EXTRAIT DU TEXTE.
>>>

Bases de données : mieux vaut de bonnes conditions générales d’utilisation qu’une protection par le droit d’auteur !

Bases de données : mieux vaut de bonnes conditions générales d’utilisation qu’une protection par le droit d’auteur !          

Dans son arrêt du 15 janvier 2015 (Affaire C-30/14), la Cour de Justice de l’Union Européenne est venue répondre à une question préjudicielle portant sur l’interprétation de la directive 96/9/CE concernant la protection juridique des bases de données.

Le litige avait été initié par Ryanair Ltd contre PR Aviation BV (société néerlandaise) qui utilisait sans autorisation à des fins commerciales des données provenant du site internet de Ryanair, en violation notamment de ses conditions générales d’utilisation du site que PR Aviation avait acceptées.

La directive précise qu’une base de données peut être protégée sur le fondement du droit d’auteur (lorsque le choix ou la disposition des matières constituent une création intellectuelle propre) ou par le droit sui generis (lorsque l’obtention, la vérification ou la présentation du contenu attestent un investissement substantiel qualitatif ou quantitatif).

<<<

CONSIGNE 1. Réécrivez le passage de l'article sur la protection des bases de données qui va de "Bases de données : mieux" jusqu'à "Aviation avait acceptées.", en changeant "litige" en "différend".
CONSIGNE 2. Reproduisez à l'identique les lignes de données, de la toute première jusqu'à la ligne contenant "<point>625,254</point>", celle-ci comprise.

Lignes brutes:
>>>

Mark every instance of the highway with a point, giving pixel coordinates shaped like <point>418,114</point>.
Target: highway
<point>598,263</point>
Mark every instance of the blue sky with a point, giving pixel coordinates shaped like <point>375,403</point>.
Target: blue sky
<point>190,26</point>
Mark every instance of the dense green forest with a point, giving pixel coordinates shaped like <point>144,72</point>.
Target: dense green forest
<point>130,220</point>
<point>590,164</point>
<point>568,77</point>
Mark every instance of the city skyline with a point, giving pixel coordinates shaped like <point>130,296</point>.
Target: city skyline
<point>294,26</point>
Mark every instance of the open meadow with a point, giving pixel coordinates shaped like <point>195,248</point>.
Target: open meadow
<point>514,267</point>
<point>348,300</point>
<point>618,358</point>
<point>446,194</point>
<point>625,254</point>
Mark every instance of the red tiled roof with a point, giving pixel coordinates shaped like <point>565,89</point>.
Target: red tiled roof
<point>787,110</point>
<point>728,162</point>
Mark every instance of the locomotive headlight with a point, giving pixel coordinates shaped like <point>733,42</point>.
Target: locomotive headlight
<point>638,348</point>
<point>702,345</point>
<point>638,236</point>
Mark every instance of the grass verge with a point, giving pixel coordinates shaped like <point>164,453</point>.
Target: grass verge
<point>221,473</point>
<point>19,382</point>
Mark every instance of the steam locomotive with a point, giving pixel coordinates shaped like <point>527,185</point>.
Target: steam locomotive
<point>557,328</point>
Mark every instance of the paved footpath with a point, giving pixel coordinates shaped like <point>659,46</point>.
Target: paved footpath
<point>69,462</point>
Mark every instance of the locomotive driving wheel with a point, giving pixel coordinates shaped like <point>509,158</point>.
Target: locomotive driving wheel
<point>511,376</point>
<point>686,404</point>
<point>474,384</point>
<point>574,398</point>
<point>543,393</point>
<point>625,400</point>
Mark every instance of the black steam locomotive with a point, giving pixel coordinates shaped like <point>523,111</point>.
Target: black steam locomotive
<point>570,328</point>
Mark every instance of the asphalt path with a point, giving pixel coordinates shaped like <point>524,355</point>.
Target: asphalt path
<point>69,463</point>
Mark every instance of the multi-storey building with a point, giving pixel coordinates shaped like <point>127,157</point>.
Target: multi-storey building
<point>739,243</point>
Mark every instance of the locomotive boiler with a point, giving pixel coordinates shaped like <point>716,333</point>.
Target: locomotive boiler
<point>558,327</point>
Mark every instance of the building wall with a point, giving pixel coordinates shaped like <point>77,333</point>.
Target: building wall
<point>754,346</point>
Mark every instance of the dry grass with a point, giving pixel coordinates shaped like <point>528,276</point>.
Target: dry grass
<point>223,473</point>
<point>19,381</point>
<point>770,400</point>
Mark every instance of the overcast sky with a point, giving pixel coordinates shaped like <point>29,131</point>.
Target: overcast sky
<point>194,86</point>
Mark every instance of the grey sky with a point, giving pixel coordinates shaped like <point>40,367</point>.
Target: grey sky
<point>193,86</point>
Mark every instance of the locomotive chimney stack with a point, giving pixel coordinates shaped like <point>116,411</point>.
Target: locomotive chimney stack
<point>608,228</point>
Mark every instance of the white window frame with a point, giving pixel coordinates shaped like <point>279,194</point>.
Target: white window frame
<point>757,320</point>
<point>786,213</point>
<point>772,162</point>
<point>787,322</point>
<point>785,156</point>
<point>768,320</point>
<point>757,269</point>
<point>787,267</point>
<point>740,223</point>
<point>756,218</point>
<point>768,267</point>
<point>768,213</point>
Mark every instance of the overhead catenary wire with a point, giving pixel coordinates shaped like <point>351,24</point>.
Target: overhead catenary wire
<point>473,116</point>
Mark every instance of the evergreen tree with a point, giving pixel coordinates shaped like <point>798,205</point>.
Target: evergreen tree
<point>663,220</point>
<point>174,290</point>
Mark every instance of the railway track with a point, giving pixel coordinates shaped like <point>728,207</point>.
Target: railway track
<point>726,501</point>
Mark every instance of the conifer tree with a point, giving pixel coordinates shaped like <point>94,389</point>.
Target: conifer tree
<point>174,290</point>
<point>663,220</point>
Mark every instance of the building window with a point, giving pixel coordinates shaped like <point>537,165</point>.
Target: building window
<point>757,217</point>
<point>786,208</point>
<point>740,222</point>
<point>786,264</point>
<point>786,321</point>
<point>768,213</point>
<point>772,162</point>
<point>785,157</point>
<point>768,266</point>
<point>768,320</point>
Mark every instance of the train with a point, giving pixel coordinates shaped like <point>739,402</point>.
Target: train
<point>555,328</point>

<<<

SOLUTION PROPOSÉE 1.
Bases de données : mieux vaut de bonnes conditions générales d’utilisation qu’une protection par le droit d’auteur !          

Dans son arrêt du 15 janvier 2015 (Affaire C-30/14), la Cour de Justice de l’Union Européenne est venue répondre à une question préjudicielle portant sur l’interprétation de la directive 96/9/CE concernant la protection juridique des bases de données.

Le différend avait été initié par Ryanair Ltd contre PR Aviation BV (société néerlandaise) qui utilisait sans autorisation à des fins commerciales des données provenant du site internet de Ryanair, en violation notamment de ses conditions générales d’utilisation du site que PR Aviation avait acceptées.

SOLUTION PROPOSÉE 2.
Mark every instance of the highway with a point, giving pixel coordinates shaped like <point>418,114</point>.
Target: highway
<point>598,263</point>
Mark every instance of the blue sky with a point, giving pixel coordinates shaped like <point>375,403</point>.
Target: blue sky
<point>190,26</point>
Mark every instance of the dense green forest with a point, giving pixel coordinates shaped like <point>144,72</point>.
Target: dense green forest
<point>130,220</point>
<point>590,164</point>
<point>568,77</point>
Mark every instance of the city skyline with a point, giving pixel coordinates shaped like <point>130,296</point>.
Target: city skyline
<point>294,26</point>
Mark every instance of the open meadow with a point, giving pixel coordinates shaped like <point>195,248</point>.
Target: open meadow
<point>514,267</point>
<point>348,300</point>
<point>618,358</point>
<point>446,194</point>
<point>625,254</point>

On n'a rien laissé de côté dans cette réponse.